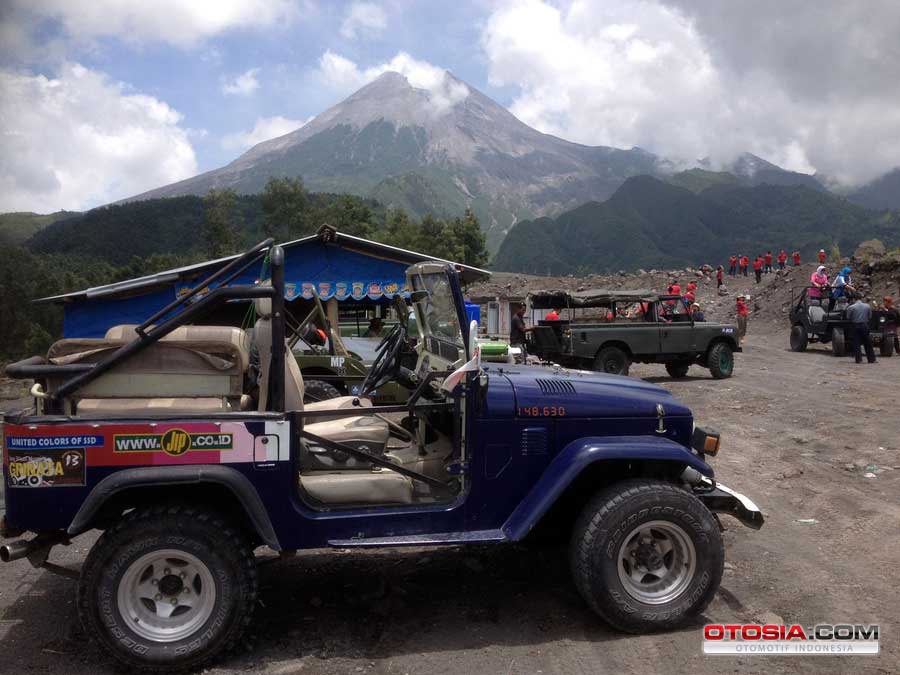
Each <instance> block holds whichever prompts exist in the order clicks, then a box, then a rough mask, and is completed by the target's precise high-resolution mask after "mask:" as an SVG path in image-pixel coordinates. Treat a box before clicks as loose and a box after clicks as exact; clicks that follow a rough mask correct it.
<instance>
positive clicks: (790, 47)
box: [482, 0, 900, 182]
mask: <svg viewBox="0 0 900 675" xmlns="http://www.w3.org/2000/svg"><path fill="white" fill-rule="evenodd" d="M788 4H790V3H788ZM801 4H802V3H801ZM879 4H880V7H881V10H880V15H879V14H876V13H875V12H869V9H868V4H867V3H862V4H861V5H859V6H851V5H848V4H847V3H846V2H822V3H814V4H813V5H806V6H804V8H801V7H799V6H797V7H795V8H794V9H792V10H791V11H792V12H794V13H795V14H796V13H800V14H802V16H792V17H791V18H787V19H786V17H785V16H783V12H784V10H785V4H784V3H783V2H768V1H763V0H760V1H759V2H754V3H746V2H743V3H742V2H733V3H732V2H728V3H721V2H702V1H701V2H696V1H695V0H691V2H687V1H686V0H575V1H574V2H572V3H571V4H568V5H564V6H562V8H560V7H559V6H557V5H555V4H550V3H547V2H541V1H540V0H521V1H515V2H512V1H511V2H505V3H503V4H502V5H501V6H499V7H497V8H496V9H495V10H494V11H493V12H492V14H491V16H490V17H489V19H488V21H487V22H486V24H485V27H484V29H483V32H482V46H483V48H484V51H485V54H486V57H487V62H488V68H489V80H490V82H491V83H492V84H494V85H497V86H512V87H515V88H517V89H518V92H519V93H518V95H517V96H516V97H515V99H514V101H513V104H512V106H511V109H512V112H513V113H514V114H516V115H517V116H518V117H519V118H521V119H522V120H523V121H524V122H526V123H528V124H530V125H532V126H535V127H537V128H538V129H540V130H542V131H546V132H548V133H553V134H556V135H559V136H562V137H563V138H566V139H569V140H573V141H577V142H581V143H587V144H592V145H612V146H616V147H631V146H634V145H637V146H641V147H644V148H646V149H648V150H651V151H653V152H655V153H657V154H660V155H663V156H666V157H671V158H673V159H678V160H682V161H684V162H686V163H691V162H693V161H695V160H697V159H699V158H702V157H711V158H712V159H713V160H714V161H718V162H720V163H724V162H728V161H730V160H732V159H733V158H734V157H735V156H736V155H737V154H739V153H740V152H743V151H749V152H753V153H755V154H758V155H760V156H762V157H764V158H766V159H768V160H769V161H772V162H775V163H777V164H779V165H781V166H784V167H786V168H790V169H794V170H798V171H819V172H823V173H827V174H830V175H832V176H836V177H839V179H840V180H843V181H845V182H861V181H864V180H867V179H869V178H871V177H873V176H875V175H878V174H880V173H882V172H883V171H885V170H887V169H890V168H891V167H893V166H896V165H897V164H898V163H900V87H897V86H896V77H897V72H898V71H897V68H896V66H891V67H887V66H886V65H885V60H886V59H887V61H892V59H893V57H891V54H894V53H897V52H896V43H895V42H893V43H892V42H891V40H890V36H891V35H894V37H895V36H896V28H891V27H894V26H896V27H897V28H900V19H898V17H900V11H898V9H900V5H897V4H896V3H894V5H893V6H894V8H895V9H889V7H890V4H891V3H890V2H881V3H879ZM848 12H849V13H850V14H852V16H849V17H848ZM879 22H881V23H884V24H886V25H887V27H881V28H878V27H877V26H876V24H878V23H879ZM841 26H843V27H844V28H847V27H852V30H844V28H841ZM862 46H866V49H861V47H862ZM835 53H837V54H839V55H840V54H842V53H843V54H844V56H835V55H834V54H835ZM873 53H874V54H877V55H880V56H878V58H876V59H874V60H873V59H872V57H871V55H872V54H873ZM822 63H828V64H829V66H828V67H823V66H822ZM867 64H868V65H867ZM816 68H818V69H819V70H818V71H817V70H815V69H816ZM853 73H856V74H857V75H853ZM891 73H893V78H892V77H891ZM859 77H865V78H868V79H867V85H866V87H860V86H859V83H858V79H859ZM870 80H872V81H870ZM823 81H826V82H827V85H825V86H823Z"/></svg>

■ ■ ■

Look at the listing and set down only the lines from its start through the line with "positive clicks: (790, 47)", word for word and without pictures.

** Exercise answer **
Each <instance> block holds whichever prompts exist in the order clicks, then a box, then a rough mask, and is completed by the target's precise high-resolution mask after "mask:" as an SVG path in image-pixel coordinates. Treat a box before clicks as loose and a box after clicks as exact; clicks that follow a rough mask correct it.
<instance>
positive clicks: (790, 47)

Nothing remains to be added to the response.